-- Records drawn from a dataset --
Content starts

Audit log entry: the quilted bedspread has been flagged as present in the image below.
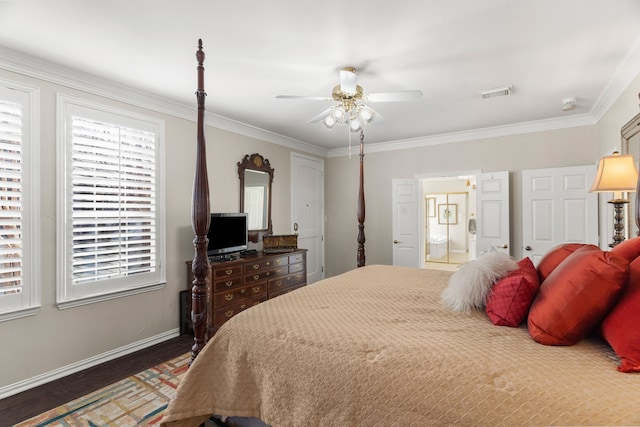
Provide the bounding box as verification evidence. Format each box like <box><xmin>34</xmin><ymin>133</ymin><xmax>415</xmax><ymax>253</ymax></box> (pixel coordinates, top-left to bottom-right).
<box><xmin>161</xmin><ymin>265</ymin><xmax>640</xmax><ymax>427</ymax></box>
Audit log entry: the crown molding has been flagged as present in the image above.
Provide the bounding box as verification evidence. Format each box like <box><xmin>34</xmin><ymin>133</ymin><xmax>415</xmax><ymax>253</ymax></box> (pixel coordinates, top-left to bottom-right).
<box><xmin>591</xmin><ymin>33</ymin><xmax>640</xmax><ymax>121</ymax></box>
<box><xmin>204</xmin><ymin>112</ymin><xmax>328</xmax><ymax>157</ymax></box>
<box><xmin>0</xmin><ymin>45</ymin><xmax>326</xmax><ymax>157</ymax></box>
<box><xmin>2</xmin><ymin>41</ymin><xmax>638</xmax><ymax>160</ymax></box>
<box><xmin>327</xmin><ymin>114</ymin><xmax>597</xmax><ymax>158</ymax></box>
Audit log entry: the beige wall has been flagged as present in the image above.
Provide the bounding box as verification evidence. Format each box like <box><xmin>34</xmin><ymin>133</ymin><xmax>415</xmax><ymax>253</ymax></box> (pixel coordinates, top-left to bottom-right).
<box><xmin>0</xmin><ymin>67</ymin><xmax>299</xmax><ymax>391</ymax></box>
<box><xmin>325</xmin><ymin>72</ymin><xmax>640</xmax><ymax>277</ymax></box>
<box><xmin>1</xmin><ymin>60</ymin><xmax>638</xmax><ymax>394</ymax></box>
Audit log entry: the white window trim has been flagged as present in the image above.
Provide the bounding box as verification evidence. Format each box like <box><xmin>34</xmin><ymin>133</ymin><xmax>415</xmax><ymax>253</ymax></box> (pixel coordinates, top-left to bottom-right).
<box><xmin>56</xmin><ymin>94</ymin><xmax>166</xmax><ymax>309</ymax></box>
<box><xmin>0</xmin><ymin>79</ymin><xmax>41</xmax><ymax>322</ymax></box>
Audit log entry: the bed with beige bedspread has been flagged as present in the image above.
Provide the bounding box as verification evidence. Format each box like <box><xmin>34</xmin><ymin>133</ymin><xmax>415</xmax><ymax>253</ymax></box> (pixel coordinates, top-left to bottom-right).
<box><xmin>161</xmin><ymin>264</ymin><xmax>640</xmax><ymax>427</ymax></box>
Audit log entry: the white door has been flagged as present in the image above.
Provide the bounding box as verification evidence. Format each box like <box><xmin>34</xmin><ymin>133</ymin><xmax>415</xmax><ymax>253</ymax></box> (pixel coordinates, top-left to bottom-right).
<box><xmin>522</xmin><ymin>165</ymin><xmax>597</xmax><ymax>265</ymax></box>
<box><xmin>476</xmin><ymin>171</ymin><xmax>510</xmax><ymax>255</ymax></box>
<box><xmin>392</xmin><ymin>179</ymin><xmax>421</xmax><ymax>267</ymax></box>
<box><xmin>291</xmin><ymin>153</ymin><xmax>324</xmax><ymax>284</ymax></box>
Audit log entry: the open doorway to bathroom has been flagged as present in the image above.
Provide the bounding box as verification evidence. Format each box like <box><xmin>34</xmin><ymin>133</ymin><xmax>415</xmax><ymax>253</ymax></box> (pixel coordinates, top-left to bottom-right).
<box><xmin>422</xmin><ymin>175</ymin><xmax>477</xmax><ymax>271</ymax></box>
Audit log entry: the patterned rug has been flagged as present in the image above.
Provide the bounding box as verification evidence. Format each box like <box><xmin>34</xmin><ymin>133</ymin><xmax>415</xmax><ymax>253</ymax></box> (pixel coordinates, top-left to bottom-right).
<box><xmin>15</xmin><ymin>352</ymin><xmax>190</xmax><ymax>426</ymax></box>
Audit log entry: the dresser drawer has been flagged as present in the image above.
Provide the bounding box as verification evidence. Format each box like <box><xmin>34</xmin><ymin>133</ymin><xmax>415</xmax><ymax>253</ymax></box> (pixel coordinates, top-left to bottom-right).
<box><xmin>243</xmin><ymin>255</ymin><xmax>289</xmax><ymax>273</ymax></box>
<box><xmin>244</xmin><ymin>270</ymin><xmax>273</xmax><ymax>283</ymax></box>
<box><xmin>289</xmin><ymin>252</ymin><xmax>305</xmax><ymax>264</ymax></box>
<box><xmin>213</xmin><ymin>282</ymin><xmax>267</xmax><ymax>309</ymax></box>
<box><xmin>212</xmin><ymin>264</ymin><xmax>243</xmax><ymax>280</ymax></box>
<box><xmin>213</xmin><ymin>296</ymin><xmax>266</xmax><ymax>328</ymax></box>
<box><xmin>289</xmin><ymin>262</ymin><xmax>305</xmax><ymax>274</ymax></box>
<box><xmin>212</xmin><ymin>276</ymin><xmax>244</xmax><ymax>292</ymax></box>
<box><xmin>268</xmin><ymin>272</ymin><xmax>306</xmax><ymax>294</ymax></box>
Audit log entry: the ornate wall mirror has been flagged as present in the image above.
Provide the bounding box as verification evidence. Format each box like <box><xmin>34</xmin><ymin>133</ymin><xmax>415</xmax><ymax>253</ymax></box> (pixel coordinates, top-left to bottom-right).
<box><xmin>238</xmin><ymin>153</ymin><xmax>274</xmax><ymax>243</ymax></box>
<box><xmin>621</xmin><ymin>100</ymin><xmax>640</xmax><ymax>237</ymax></box>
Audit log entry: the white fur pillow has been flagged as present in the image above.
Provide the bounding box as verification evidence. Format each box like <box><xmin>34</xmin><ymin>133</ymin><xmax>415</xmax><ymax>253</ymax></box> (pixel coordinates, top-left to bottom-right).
<box><xmin>442</xmin><ymin>251</ymin><xmax>518</xmax><ymax>312</ymax></box>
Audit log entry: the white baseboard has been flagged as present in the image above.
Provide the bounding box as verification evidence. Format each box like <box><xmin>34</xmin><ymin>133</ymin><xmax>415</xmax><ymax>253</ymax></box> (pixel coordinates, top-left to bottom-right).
<box><xmin>0</xmin><ymin>328</ymin><xmax>181</xmax><ymax>400</ymax></box>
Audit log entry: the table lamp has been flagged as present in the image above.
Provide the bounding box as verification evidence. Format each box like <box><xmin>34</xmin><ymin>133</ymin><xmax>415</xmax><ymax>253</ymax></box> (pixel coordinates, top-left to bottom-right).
<box><xmin>590</xmin><ymin>151</ymin><xmax>639</xmax><ymax>247</ymax></box>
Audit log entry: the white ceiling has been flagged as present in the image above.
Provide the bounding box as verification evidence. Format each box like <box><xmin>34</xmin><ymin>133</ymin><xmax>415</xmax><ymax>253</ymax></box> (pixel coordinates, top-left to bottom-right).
<box><xmin>1</xmin><ymin>1</ymin><xmax>640</xmax><ymax>154</ymax></box>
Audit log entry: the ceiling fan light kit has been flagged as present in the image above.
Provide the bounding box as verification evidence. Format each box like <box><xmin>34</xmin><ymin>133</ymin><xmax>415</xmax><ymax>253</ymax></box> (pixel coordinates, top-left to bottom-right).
<box><xmin>277</xmin><ymin>66</ymin><xmax>423</xmax><ymax>136</ymax></box>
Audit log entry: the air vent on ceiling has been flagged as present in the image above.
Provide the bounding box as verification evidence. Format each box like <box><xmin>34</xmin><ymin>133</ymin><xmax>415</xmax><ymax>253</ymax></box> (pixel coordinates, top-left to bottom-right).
<box><xmin>480</xmin><ymin>85</ymin><xmax>513</xmax><ymax>99</ymax></box>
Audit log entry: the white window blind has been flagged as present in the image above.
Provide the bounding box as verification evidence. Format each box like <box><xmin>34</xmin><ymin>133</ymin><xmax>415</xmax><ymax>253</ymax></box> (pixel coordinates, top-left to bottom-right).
<box><xmin>58</xmin><ymin>97</ymin><xmax>165</xmax><ymax>307</ymax></box>
<box><xmin>0</xmin><ymin>99</ymin><xmax>24</xmax><ymax>297</ymax></box>
<box><xmin>0</xmin><ymin>82</ymin><xmax>40</xmax><ymax>321</ymax></box>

Content ends

-- EXERCISE AIM --
Tell how many lines in the entries contain the string "beige", and give nothing beyond the number.

-- SOLVED PROBLEM --
2